* [INPUT FOR THIS TASK]

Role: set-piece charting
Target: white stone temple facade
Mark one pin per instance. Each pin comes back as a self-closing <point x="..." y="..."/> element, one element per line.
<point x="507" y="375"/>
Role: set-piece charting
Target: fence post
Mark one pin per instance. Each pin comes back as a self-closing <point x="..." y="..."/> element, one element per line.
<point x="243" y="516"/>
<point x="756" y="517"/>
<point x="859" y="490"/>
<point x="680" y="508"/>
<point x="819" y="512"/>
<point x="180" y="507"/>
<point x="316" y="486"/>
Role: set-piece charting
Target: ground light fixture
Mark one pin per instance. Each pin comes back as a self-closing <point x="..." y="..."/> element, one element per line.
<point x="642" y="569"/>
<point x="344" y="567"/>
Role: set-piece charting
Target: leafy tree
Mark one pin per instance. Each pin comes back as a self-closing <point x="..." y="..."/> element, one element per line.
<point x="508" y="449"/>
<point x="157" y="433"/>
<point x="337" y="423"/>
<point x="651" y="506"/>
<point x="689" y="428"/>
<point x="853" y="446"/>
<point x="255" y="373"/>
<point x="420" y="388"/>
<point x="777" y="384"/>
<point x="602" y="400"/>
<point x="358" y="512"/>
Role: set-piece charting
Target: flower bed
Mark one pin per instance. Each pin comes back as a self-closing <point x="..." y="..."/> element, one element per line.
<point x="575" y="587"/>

* [WORK TO BE COMPLETED] Return every line of the data above without any change, from the first line through the last.

* [RESULT]
Role: set-piece charting
Target: white stone temple facade
Mark one pin per instance. Each pin comes back as a self-closing <point x="..." y="..."/> element, one element per line.
<point x="507" y="375"/>
Role: set-piece charting
Target: fence post
Mark one pin per instance. Each pin comes back as a self-closing <point x="..." y="..."/> element, one element per line.
<point x="243" y="516"/>
<point x="756" y="517"/>
<point x="859" y="490"/>
<point x="680" y="508"/>
<point x="819" y="512"/>
<point x="180" y="507"/>
<point x="316" y="486"/>
Role: set-piece charting
Target: ground light fixture
Mark one pin per instance. Each pin comes back as a self-closing <point x="..." y="..."/> element, one element per line.
<point x="642" y="569"/>
<point x="344" y="567"/>
Role: set-piece charting
Target: leafy tree
Mark one pin per instance. Each pin comes back as a self-closing <point x="..." y="..."/> element, one element per line.
<point x="508" y="449"/>
<point x="157" y="433"/>
<point x="337" y="423"/>
<point x="651" y="506"/>
<point x="689" y="428"/>
<point x="853" y="446"/>
<point x="255" y="373"/>
<point x="420" y="388"/>
<point x="777" y="384"/>
<point x="602" y="400"/>
<point x="358" y="512"/>
Role: set-piece charting
Target: flower bed
Mark one pin per instance. Each pin comes back as a self-closing <point x="..." y="..."/> element, one element per line.
<point x="575" y="587"/>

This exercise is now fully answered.